AWARDS, HONORS: Austin Writers League award for best nonfiction book, 1998; Spurs Teaching Award, 2001.
WRITINGS:
The Fiction of Frank Norris: The Aesthetic Context, University of Missouri Press (Columbia, MO), 1978.
(Editor, with William T. Pilkington) Western Movies, University of New Mexico Press (Albuquerque, NM), 1979.
(Editor) Critical Essays on Frank Norris, G. K. Hall (Boston, MA), 1980.
Cowboys and Cadillacs: How Hollywood Looks at Texas, Texas Monthly (Austin, TX), 1983.
(Editor, with James W. Lee and William T. Pilkington) The Texas Literary Tradition: Fiction, Folklore, History, College of Liberal Arts, University of Texas Press (College Station, TX), 1983.
Texas: A Literary Portrait (criticism), Corona (San Antonio, TX), 1985.
(Editor) South by Southwest: Twenty-four Stories from Modern Texas, University of Texas Press (College Station, TX), 1986.
No Name on the Bullet: A Biography of Audie Murphy, Viking (New York, NY), 1989.
Giant Country: Essays on Texas, TCU Press (Ft. Worth, TX), 1998.
Kings of Texas: The 150-Year Saga of an American Ranching Empire, Wiley (Hoboken, NJ), 2003.
(Editor) Lone Star Literature: From the Red River to the Rio Grande, W. W. Norton (New York, NY), 2004.
Contributor and writer-at-large for Texas Monthly.
WORK IN PROGRESS: Dick and Jane in France, a travel book.

_Directions for this task_. Please reproduce, character for character, the part of the awards and writings list that opens with the words containing "(Editor) South by" and closes with "(Hoboken, NJ), 2003.".

_Recorded data_.
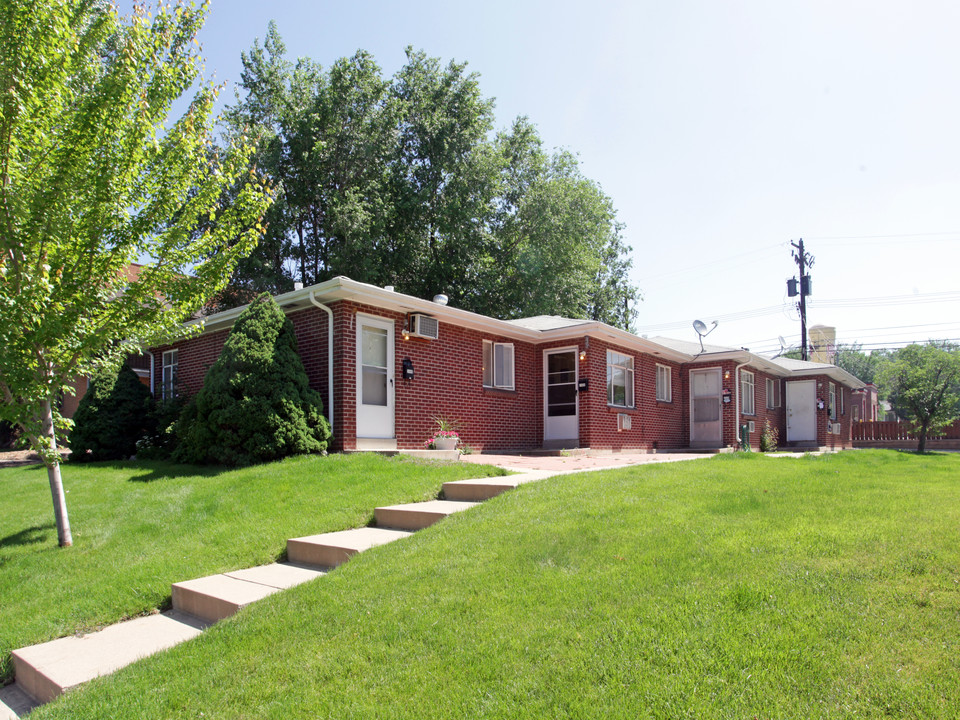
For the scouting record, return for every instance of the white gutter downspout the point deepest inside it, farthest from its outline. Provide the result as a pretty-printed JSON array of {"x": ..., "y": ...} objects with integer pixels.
[
  {"x": 736, "y": 380},
  {"x": 329, "y": 313}
]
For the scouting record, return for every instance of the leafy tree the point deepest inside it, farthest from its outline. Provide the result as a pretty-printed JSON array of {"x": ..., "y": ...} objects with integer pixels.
[
  {"x": 92, "y": 179},
  {"x": 111, "y": 417},
  {"x": 256, "y": 404},
  {"x": 400, "y": 182},
  {"x": 922, "y": 383}
]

_Result for this exercise_.
(Editor) South by Southwest: Twenty-four Stories from Modern Texas, University of Texas Press (College Station, TX), 1986.
No Name on the Bullet: A Biography of Audie Murphy, Viking (New York, NY), 1989.
Giant Country: Essays on Texas, TCU Press (Ft. Worth, TX), 1998.
Kings of Texas: The 150-Year Saga of an American Ranching Empire, Wiley (Hoboken, NJ), 2003.